** Text under study follows **

Why silence on job creation?

It was only 15-25 years ago that economic development was far and away the biggest political issue in Wisconsin.

What happened to the emphasis on job creation? It’s almost a non-issue in today’s goofy political world. Remember when Scott Walker ran in 2010 on a promise to create 250,000 jobs in his first four years? He won on that theme, but hit only about half that mark.

Now the issues of the day are about a stolen election that wasn’t stolen, the ill-advised overturn of the 60-year compromise on abortion, the pro and con arguments for restrictions on individual rights, on what teachers can teach and on the status of universities and schools. Shallow conjecture on social media has become a major distraction. It has cheapened our political discourse goes nowhere for the economy. Culture wars are in the forefront.

Despite a possible recession, the continuing strength of the economy, with joblessness below 4%, pay levels rising at about 5% per year, and poverty levels dropping, economic development is on the sidelines. That’s sad because the Wisconsin economy is still lagging. For example:

  • It ranks 27th in personal income at 83.6% of the national average, down from 20th and 98.7% in 2002.
  • Job growth in the private sector this year ranks 46th through May.
  • Hospital costs are 4th highest in the country and cause bankruptcy. But price-raising hospital consolidations goes unchallenged.
  • Average earnings per job rank 31st.

We know that good times lift many boats. So, what’s the economic message? Take our collective foot off the prosperity pedal? Or keep economic development in the forefront as a political imperative? I say the latter. If so, what should be on the Wisconsin economic agenda for 2030 and beyond. For your consideration:

  • Push entrepreneurship on all our campuses, from K-12 to tech college to university. Progress on this front has been impressive since the four Wisconsin Economic Summits from 2000 to 2003. We should stay the course and become an accelerated E-state.
  • Encourage immigrants to choose Wisconsin. We have a severe labor shortage, and our birth rates keep falling. Let’s help our foreign students with Wisconsin credit to gain green card visas. Ditch the anti-immigrant rant from the right; go pro-legal immigrant. The leading restriction on job growth today is labor shortage. Solve it!

** End of Text under study **
** Provided material follows **

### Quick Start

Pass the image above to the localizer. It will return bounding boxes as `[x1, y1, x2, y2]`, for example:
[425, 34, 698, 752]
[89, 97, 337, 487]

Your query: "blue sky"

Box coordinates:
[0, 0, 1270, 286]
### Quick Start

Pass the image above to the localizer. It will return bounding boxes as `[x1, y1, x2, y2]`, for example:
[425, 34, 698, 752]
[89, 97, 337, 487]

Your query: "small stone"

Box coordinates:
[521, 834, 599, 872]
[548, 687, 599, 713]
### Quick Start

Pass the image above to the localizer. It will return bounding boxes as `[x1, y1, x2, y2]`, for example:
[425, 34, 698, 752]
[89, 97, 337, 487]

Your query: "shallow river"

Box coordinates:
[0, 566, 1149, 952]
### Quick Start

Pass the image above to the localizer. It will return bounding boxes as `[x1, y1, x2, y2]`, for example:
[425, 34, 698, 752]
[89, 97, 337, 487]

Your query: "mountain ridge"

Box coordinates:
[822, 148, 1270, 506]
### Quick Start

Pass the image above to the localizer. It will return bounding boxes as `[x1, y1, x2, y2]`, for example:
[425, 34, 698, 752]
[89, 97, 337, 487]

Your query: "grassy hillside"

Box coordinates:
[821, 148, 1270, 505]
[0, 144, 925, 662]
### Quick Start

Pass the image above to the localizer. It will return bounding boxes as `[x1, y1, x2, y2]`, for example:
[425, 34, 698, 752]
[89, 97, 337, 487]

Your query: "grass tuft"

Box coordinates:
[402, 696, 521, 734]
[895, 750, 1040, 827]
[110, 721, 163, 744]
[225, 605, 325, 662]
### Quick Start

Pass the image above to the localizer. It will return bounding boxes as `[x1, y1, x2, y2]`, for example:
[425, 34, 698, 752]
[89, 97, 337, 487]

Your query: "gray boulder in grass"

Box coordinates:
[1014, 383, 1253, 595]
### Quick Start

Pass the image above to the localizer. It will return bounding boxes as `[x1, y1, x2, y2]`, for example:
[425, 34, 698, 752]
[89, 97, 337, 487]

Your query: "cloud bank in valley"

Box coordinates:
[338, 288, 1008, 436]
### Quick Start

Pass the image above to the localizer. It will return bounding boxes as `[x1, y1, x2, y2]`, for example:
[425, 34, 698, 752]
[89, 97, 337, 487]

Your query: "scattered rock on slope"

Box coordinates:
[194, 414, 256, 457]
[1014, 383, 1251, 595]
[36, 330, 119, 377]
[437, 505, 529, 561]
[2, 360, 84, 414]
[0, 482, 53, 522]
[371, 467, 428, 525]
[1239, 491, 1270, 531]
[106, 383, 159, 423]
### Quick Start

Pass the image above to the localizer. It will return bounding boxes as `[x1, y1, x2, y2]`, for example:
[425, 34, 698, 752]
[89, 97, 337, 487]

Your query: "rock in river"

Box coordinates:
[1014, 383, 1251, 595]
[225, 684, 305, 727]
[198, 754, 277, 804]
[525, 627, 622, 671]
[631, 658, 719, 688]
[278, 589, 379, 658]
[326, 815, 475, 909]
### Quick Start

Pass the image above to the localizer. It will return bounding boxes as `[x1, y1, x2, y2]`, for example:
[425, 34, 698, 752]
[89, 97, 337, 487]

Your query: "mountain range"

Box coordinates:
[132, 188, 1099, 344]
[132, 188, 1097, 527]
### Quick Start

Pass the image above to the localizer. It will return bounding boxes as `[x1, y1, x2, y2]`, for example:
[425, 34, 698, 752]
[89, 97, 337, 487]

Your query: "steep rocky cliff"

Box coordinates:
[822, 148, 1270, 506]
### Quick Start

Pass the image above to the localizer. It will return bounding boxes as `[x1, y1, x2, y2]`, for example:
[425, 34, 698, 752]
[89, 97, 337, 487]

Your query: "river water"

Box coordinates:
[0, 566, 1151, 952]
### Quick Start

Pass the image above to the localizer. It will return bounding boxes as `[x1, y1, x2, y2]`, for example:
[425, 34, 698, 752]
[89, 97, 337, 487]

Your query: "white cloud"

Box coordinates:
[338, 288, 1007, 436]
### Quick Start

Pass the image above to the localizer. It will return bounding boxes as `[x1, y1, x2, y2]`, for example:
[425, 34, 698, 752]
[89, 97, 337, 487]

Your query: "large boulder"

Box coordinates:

** End of Provided material **

> **Task**
Please rewrite the piece on job creation from "It was only" up to and including "in the forefront.", replacing "Shallow conjecture" with "Idle speculation".

> **Output of the task**
It was only 15-25 years ago that economic development was far and away the biggest political issue in Wisconsin.

What happened to the emphasis on job creation? It’s almost a non-issue in today’s goofy political world. Remember when Scott Walker ran in 2010 on a promise to create 250,000 jobs in his first four years? He won on that theme, but hit only about half that mark.

Now the issues of the day are about a stolen election that wasn’t stolen, the ill-advised overturn of the 60-year compromise on abortion, the pro and con arguments for restrictions on individual rights, on what teachers can teach and on the status of universities and schools. Idle speculation on social media has become a major distraction. It has cheapened our political discourse goes nowhere for the economy. Culture wars are in the forefront.